What is being asked:
Reproduce every line of the listing, from the line containing "Where can you see the black" through the end of the listing, and scale each marker coordinate in the answers by 0.95, rounding to whole numbers with halves going up.

───── Data in this exercise ─────

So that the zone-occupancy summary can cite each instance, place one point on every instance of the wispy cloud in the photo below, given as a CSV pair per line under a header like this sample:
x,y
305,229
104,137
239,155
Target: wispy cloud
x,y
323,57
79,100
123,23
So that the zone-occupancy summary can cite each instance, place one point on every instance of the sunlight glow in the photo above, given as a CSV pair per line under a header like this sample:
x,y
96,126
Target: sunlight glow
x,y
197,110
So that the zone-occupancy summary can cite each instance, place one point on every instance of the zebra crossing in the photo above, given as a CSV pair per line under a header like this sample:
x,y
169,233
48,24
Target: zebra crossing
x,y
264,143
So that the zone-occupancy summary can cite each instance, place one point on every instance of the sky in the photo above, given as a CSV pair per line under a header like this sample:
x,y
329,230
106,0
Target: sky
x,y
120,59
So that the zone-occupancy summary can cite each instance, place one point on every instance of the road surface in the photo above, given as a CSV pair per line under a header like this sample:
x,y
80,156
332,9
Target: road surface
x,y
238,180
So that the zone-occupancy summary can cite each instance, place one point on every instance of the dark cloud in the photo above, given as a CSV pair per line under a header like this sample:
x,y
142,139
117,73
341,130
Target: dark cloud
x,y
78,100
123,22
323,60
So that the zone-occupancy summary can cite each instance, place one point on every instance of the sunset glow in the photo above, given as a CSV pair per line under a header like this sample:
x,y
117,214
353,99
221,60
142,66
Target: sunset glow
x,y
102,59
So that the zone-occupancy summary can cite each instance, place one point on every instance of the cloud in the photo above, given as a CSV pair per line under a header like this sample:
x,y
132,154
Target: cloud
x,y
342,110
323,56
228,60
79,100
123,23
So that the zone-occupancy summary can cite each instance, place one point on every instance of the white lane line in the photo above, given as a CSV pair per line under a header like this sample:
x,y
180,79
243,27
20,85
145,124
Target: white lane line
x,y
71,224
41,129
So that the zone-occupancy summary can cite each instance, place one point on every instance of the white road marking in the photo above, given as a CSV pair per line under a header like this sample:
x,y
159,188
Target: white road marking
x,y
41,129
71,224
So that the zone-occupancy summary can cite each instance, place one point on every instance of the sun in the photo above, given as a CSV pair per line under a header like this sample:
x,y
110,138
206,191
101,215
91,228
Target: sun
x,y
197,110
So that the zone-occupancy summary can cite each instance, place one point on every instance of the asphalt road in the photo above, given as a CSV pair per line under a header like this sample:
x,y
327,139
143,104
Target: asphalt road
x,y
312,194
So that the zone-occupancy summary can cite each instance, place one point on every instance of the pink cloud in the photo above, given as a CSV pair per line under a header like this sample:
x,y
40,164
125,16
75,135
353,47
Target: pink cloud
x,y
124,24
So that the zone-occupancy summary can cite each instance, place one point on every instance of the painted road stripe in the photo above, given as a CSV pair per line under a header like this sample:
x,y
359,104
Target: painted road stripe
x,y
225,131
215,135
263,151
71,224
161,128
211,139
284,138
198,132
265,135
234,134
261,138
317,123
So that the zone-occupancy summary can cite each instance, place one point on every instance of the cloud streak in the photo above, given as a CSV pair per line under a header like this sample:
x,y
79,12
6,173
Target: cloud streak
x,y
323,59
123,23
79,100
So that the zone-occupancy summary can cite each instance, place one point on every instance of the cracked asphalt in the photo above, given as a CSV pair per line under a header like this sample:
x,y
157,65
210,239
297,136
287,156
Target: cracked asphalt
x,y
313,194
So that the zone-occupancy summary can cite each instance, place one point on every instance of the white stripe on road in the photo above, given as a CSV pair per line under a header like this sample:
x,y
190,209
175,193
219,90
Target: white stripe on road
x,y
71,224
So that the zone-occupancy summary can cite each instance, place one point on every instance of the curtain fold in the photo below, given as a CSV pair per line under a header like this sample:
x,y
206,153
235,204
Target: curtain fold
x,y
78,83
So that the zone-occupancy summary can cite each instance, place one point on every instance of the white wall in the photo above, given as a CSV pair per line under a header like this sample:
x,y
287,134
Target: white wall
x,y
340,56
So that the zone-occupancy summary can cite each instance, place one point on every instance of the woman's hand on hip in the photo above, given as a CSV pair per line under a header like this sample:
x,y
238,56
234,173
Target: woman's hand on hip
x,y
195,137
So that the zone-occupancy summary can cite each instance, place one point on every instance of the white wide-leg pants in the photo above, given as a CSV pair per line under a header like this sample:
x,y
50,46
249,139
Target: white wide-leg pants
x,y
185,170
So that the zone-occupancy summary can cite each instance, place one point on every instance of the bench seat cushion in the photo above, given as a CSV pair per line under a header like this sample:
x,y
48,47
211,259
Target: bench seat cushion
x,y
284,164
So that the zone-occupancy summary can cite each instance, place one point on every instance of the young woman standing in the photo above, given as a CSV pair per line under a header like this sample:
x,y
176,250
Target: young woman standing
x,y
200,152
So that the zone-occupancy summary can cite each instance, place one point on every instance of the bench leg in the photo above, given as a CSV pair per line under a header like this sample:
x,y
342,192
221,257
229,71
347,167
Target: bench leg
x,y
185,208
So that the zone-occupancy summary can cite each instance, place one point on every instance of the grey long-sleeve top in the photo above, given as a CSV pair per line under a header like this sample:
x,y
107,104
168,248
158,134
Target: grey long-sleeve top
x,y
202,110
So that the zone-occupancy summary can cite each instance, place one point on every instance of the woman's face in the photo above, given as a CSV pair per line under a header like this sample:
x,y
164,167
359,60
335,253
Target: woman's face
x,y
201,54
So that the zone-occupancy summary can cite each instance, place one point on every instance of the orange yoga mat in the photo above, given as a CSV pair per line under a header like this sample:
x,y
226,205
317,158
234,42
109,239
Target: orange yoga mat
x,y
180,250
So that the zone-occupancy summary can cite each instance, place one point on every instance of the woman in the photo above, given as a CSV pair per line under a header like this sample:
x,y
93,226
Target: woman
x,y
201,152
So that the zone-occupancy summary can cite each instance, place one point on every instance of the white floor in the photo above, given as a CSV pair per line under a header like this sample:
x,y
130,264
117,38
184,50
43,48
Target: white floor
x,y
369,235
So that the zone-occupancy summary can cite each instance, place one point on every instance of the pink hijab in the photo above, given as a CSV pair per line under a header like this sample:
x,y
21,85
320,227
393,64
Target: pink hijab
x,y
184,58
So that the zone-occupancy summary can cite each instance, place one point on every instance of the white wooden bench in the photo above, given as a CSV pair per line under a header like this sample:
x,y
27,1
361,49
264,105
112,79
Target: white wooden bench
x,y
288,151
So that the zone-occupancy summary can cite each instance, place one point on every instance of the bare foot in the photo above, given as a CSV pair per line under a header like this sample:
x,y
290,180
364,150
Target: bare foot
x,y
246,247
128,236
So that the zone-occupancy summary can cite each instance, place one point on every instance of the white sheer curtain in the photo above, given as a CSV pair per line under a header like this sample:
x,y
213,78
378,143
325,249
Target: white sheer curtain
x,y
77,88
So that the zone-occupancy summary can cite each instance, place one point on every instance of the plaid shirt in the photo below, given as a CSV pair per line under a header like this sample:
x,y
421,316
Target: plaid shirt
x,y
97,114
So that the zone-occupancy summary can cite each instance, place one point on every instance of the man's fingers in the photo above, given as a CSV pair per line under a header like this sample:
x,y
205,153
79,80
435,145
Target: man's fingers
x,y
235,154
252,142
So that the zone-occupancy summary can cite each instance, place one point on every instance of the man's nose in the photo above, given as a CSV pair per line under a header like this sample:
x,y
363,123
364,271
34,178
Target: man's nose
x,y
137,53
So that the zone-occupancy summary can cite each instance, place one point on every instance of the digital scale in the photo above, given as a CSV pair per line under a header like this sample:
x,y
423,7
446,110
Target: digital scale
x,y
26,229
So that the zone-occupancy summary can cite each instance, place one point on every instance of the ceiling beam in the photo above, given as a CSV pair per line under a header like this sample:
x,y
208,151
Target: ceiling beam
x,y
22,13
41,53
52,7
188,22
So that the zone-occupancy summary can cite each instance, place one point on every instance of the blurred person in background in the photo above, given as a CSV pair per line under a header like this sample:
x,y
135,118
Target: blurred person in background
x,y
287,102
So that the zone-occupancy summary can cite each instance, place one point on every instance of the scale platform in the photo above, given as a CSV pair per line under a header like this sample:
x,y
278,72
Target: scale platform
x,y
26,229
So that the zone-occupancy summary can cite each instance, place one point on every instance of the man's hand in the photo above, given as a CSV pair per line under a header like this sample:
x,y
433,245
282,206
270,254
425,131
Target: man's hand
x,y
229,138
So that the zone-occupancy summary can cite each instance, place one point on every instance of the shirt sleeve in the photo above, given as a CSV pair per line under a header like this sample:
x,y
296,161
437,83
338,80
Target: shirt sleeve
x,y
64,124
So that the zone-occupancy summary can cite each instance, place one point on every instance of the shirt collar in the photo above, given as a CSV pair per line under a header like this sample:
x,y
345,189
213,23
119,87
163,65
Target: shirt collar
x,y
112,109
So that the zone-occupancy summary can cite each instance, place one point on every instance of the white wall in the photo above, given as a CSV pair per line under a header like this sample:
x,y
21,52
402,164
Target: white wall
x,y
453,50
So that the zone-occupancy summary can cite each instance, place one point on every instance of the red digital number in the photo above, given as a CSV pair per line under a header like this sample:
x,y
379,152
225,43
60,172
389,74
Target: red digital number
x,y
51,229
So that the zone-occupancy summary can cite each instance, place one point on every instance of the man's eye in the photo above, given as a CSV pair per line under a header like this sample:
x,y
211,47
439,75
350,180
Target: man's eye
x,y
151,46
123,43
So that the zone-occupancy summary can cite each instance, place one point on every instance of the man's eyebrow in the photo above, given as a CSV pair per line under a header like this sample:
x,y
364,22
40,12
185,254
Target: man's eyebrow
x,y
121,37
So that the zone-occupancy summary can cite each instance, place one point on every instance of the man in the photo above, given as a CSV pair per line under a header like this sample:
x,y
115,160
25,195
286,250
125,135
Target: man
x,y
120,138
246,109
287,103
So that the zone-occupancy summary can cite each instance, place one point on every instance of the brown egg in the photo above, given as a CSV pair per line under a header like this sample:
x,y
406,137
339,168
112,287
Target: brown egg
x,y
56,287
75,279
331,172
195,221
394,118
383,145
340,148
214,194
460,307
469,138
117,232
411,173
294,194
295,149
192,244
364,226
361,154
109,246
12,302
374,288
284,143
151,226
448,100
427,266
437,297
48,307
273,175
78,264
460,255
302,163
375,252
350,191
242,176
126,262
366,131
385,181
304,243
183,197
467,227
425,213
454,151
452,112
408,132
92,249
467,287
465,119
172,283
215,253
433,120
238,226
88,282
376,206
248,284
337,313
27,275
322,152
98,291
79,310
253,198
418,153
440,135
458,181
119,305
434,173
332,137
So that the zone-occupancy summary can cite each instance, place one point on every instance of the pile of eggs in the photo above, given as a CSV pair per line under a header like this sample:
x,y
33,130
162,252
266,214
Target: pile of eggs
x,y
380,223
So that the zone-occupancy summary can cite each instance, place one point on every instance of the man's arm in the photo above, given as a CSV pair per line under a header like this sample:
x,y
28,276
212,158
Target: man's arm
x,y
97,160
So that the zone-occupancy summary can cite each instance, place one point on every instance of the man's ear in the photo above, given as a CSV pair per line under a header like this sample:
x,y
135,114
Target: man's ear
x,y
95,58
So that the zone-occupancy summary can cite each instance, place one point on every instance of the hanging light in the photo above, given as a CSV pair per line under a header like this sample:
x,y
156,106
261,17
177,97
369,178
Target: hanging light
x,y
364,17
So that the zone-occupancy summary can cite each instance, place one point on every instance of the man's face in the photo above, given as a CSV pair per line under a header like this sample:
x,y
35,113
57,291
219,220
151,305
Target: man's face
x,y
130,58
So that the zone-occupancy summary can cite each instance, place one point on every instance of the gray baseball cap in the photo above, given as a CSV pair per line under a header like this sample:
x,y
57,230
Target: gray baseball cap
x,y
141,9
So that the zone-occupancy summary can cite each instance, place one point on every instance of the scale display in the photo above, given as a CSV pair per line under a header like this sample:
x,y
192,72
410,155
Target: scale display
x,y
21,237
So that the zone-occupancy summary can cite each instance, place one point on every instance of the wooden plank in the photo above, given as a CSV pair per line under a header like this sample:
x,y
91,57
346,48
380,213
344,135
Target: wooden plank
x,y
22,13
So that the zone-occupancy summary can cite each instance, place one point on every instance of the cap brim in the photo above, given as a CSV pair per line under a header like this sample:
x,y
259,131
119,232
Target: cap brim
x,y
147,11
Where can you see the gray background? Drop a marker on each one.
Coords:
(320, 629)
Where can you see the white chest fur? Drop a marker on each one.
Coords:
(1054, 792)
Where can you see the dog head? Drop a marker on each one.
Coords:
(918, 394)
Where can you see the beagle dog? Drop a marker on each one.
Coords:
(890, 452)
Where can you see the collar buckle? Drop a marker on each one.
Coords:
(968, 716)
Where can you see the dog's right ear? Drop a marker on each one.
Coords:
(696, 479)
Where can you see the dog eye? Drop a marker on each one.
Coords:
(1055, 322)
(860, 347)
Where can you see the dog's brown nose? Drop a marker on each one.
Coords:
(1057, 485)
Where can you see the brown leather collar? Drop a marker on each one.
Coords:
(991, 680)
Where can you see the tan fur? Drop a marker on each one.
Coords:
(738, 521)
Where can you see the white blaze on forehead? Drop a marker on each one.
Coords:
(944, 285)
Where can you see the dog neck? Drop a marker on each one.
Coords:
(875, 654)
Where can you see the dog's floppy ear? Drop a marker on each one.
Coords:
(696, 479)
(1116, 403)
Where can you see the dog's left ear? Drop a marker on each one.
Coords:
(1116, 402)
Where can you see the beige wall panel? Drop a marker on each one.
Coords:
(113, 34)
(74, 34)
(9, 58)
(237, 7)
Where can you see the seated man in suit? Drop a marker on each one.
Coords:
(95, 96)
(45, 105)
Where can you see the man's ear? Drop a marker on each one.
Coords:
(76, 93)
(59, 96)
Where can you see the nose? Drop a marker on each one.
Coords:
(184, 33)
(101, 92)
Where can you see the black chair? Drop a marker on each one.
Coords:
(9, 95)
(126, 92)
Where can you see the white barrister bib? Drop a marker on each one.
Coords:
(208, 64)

─────

Exercise output:
Where can you see the black chair? Drop a marker on each one.
Coords:
(9, 90)
(120, 87)
Where can you see the white barrister bib? Drop a marker on each one.
Coords:
(198, 61)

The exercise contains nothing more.